Transcribe the records in full, keeping every character as it is.
Provided records start
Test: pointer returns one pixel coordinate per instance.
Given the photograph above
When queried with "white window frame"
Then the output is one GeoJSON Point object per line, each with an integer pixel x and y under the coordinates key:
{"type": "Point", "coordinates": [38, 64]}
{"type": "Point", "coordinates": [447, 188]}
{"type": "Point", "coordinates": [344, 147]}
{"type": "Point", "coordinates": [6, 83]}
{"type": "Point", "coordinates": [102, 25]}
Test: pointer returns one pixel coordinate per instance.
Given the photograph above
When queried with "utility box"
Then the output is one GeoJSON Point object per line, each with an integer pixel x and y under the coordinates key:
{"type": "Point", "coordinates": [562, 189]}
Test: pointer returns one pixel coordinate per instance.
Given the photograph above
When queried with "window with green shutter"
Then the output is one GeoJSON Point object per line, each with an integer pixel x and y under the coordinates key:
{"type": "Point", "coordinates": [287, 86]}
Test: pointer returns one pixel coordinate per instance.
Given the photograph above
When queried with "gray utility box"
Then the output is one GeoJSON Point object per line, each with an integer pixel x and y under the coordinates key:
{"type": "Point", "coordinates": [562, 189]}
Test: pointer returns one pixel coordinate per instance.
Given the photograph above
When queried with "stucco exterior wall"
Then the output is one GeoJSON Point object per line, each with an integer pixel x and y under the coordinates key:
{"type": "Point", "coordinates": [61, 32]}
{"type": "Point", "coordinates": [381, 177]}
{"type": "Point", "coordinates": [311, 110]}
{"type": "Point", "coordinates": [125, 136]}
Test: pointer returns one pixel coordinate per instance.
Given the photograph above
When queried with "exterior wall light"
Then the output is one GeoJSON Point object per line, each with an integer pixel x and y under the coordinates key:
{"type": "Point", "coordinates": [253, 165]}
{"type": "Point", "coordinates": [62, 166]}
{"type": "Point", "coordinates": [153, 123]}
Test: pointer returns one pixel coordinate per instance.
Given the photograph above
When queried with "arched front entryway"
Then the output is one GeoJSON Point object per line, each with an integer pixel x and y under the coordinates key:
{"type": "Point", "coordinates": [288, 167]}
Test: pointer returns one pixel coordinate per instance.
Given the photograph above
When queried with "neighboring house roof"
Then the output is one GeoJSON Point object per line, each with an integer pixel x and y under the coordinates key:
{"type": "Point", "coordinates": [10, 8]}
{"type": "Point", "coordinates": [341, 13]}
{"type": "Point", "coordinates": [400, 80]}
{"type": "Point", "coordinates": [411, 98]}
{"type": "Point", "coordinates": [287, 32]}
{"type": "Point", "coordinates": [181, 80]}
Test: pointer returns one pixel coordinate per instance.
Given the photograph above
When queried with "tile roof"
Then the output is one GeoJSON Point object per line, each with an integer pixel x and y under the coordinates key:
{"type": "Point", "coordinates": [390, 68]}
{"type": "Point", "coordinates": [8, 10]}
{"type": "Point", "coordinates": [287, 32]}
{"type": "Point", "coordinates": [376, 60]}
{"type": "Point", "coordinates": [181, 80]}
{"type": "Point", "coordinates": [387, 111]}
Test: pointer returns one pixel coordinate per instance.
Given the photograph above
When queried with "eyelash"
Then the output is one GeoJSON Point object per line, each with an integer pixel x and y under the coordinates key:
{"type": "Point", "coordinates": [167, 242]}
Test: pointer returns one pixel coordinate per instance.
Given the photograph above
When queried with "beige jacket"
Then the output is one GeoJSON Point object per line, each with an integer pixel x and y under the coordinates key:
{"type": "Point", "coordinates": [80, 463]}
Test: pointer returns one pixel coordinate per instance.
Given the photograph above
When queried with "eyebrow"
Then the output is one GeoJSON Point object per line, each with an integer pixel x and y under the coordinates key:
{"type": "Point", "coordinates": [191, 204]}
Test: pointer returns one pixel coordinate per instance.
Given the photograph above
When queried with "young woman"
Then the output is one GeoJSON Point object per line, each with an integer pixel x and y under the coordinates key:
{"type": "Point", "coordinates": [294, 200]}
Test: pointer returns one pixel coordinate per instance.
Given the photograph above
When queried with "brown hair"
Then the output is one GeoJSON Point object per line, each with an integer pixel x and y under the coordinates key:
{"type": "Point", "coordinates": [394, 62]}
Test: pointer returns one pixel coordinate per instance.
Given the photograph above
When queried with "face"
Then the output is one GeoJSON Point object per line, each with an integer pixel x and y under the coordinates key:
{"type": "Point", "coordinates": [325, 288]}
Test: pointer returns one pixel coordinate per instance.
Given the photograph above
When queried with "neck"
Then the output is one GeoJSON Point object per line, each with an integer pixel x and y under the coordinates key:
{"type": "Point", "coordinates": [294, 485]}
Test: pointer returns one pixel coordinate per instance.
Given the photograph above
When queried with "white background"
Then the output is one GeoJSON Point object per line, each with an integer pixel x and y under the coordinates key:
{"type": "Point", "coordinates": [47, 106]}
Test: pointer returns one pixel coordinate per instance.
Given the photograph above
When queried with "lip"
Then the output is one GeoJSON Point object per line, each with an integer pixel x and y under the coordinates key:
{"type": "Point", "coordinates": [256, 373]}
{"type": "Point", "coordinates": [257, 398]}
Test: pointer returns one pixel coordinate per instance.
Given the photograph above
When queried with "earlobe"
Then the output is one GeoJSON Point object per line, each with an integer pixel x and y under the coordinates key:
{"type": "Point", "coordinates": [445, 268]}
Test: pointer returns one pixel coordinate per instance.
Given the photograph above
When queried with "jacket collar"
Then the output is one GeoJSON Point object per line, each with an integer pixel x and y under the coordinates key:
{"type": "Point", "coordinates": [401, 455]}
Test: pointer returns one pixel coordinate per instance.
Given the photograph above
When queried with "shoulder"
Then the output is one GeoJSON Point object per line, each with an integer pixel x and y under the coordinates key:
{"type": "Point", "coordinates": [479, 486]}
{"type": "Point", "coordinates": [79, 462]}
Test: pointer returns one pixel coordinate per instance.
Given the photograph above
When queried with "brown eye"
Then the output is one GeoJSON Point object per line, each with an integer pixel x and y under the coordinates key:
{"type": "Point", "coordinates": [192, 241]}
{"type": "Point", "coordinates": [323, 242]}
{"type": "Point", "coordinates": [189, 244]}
Provided records end
■ Reply to the task ■
Test: pointer returns one pixel coordinate per instance.
Given the photograph above
When queried with "white window frame"
Then the output is one GeoJSON Point object per line, each with an integer pixel x and y under the coordinates key:
{"type": "Point", "coordinates": [38, 64]}
{"type": "Point", "coordinates": [447, 188]}
{"type": "Point", "coordinates": [344, 147]}
{"type": "Point", "coordinates": [6, 83]}
{"type": "Point", "coordinates": [102, 25]}
Test: pointer returns one pixel coordinate per instance.
Given the photograph above
When queried with "utility box"
Then the output is one GeoJSON Point object per line, each with an integer pixel x and y under the coordinates key:
{"type": "Point", "coordinates": [562, 189]}
Test: pointer returns one pixel coordinate per instance.
Given the photograph above
When queried with "window with green shutter"
Then the output is one GeoJSON Point object per line, each with an integer pixel x and y under the coordinates key:
{"type": "Point", "coordinates": [287, 86]}
Test: pointer returns one pixel coordinate per instance.
Given the photograph above
When queried with "gray utility box"
Then the output is one GeoJSON Point object per line, each with an integer pixel x and y under the coordinates key:
{"type": "Point", "coordinates": [562, 189]}
Test: pointer returns one pixel coordinate per instance.
Given the photograph above
When queried with "stucco exterior wall"
Then the output is one GeoJSON Point object per line, each with an integer pixel x and y under the coordinates key:
{"type": "Point", "coordinates": [61, 32]}
{"type": "Point", "coordinates": [381, 177]}
{"type": "Point", "coordinates": [311, 110]}
{"type": "Point", "coordinates": [125, 136]}
Test: pointer returns one pixel coordinate per instance.
Given the photograph above
When queried with "exterior wall light"
Then the output is one GeoJSON Point object per line, each with an integer pixel x and y under the coordinates key:
{"type": "Point", "coordinates": [253, 165]}
{"type": "Point", "coordinates": [62, 166]}
{"type": "Point", "coordinates": [153, 123]}
Test: pointer returns one pixel coordinate per instance.
Given the photograph above
When queried with "arched front entryway"
Then the output is one GeoJSON Point object per line, each with an integer pixel x and y under the coordinates key:
{"type": "Point", "coordinates": [288, 167]}
Test: pointer returns one pixel coordinate per instance.
Given the photograph above
When queried with "neighboring house roof"
Then the output is one GeoJSON Point object per line, each with an integer pixel x and y under the coordinates key:
{"type": "Point", "coordinates": [10, 8]}
{"type": "Point", "coordinates": [341, 13]}
{"type": "Point", "coordinates": [400, 80]}
{"type": "Point", "coordinates": [411, 98]}
{"type": "Point", "coordinates": [287, 32]}
{"type": "Point", "coordinates": [181, 80]}
Test: pointer returns one pixel coordinate per instance.
Given the photograph above
When queried with "tile roof"
Then the output is one GeoJSON Point object per line, each with an integer pixel x and y under the coordinates key:
{"type": "Point", "coordinates": [390, 68]}
{"type": "Point", "coordinates": [8, 10]}
{"type": "Point", "coordinates": [287, 32]}
{"type": "Point", "coordinates": [376, 60]}
{"type": "Point", "coordinates": [181, 80]}
{"type": "Point", "coordinates": [387, 111]}
Test: pointer returns one pixel coordinate per instance.
Given the photograph above
When queried with "eyelash"
Then the output is one GeoJSON Point object per line, each with an integer pixel x and y under the coordinates key:
{"type": "Point", "coordinates": [167, 242]}
Test: pointer returns one pixel coordinate per instance.
Given the photograph above
When queried with "beige jacket"
Then the output is one GeoJSON Point object per line, each with an integer pixel x and y under the coordinates key:
{"type": "Point", "coordinates": [80, 463]}
Test: pointer returns one pixel coordinate per instance.
Given the photograph above
When queried with "eyebrow"
Then the output is one GeoJSON Point object per line, each with an integer pixel x and y under the coordinates key:
{"type": "Point", "coordinates": [191, 204]}
Test: pointer returns one pixel coordinate per instance.
Given the photograph above
When queried with "young woman"
Then the output is one GeoJSON Point object per line, each with an integer pixel x and y under the coordinates key:
{"type": "Point", "coordinates": [294, 200]}
Test: pointer returns one pixel coordinate per instance.
Given the photograph above
When queried with "brown hair"
Then the output is one GeoJSON Point object per line, each with an integer pixel x and y under the coordinates key:
{"type": "Point", "coordinates": [394, 62]}
Test: pointer returns one pixel coordinate per instance.
Given the photograph above
When queried with "face"
Then the output is one GeoJSON Point object per line, each with an integer pixel x and y under the coordinates key:
{"type": "Point", "coordinates": [325, 288]}
Test: pointer returns one pixel coordinate per instance.
Given the photograph above
When queried with "neck"
Then the output is one GeoJSON Point object per line, each with an integer pixel x and y under the coordinates key:
{"type": "Point", "coordinates": [294, 485]}
Test: pointer returns one pixel coordinate per instance.
Given the photograph above
When queried with "white background"
Then the output is one GeoJSON Point object per line, each with an integer pixel x and y under the coordinates key:
{"type": "Point", "coordinates": [47, 106]}
Test: pointer returns one pixel coordinate per instance.
Given the photograph above
When queried with "lip"
Then the output is one GeoJSON Point object per line, each with an integer pixel x and y under the coordinates key:
{"type": "Point", "coordinates": [256, 373]}
{"type": "Point", "coordinates": [257, 398]}
Test: pointer returns one pixel coordinate per instance.
Given the photograph above
When queried with "earlobe"
Then the output is one GeoJSON Point object per line, each with an integer pixel x and y under the coordinates key:
{"type": "Point", "coordinates": [445, 268]}
Test: pointer returns one pixel coordinate per instance.
Given the photograph above
When queried with "jacket collar"
Then the output is one GeoJSON Point object per line, each with an integer pixel x and y under the coordinates key:
{"type": "Point", "coordinates": [401, 455]}
Test: pointer returns one pixel coordinate per instance.
Given the photograph above
When queried with "shoulder"
Then the output is one GeoJSON Point object per line, each with an integer pixel x and y under the coordinates key:
{"type": "Point", "coordinates": [479, 486]}
{"type": "Point", "coordinates": [79, 462]}
Test: pointer returns one pixel coordinate per instance.
Given the photograph above
When queried with "brown eye"
Then the output is one GeoJSON Point object per line, each with an integer pixel x and y under the coordinates key:
{"type": "Point", "coordinates": [192, 241]}
{"type": "Point", "coordinates": [323, 242]}
{"type": "Point", "coordinates": [189, 244]}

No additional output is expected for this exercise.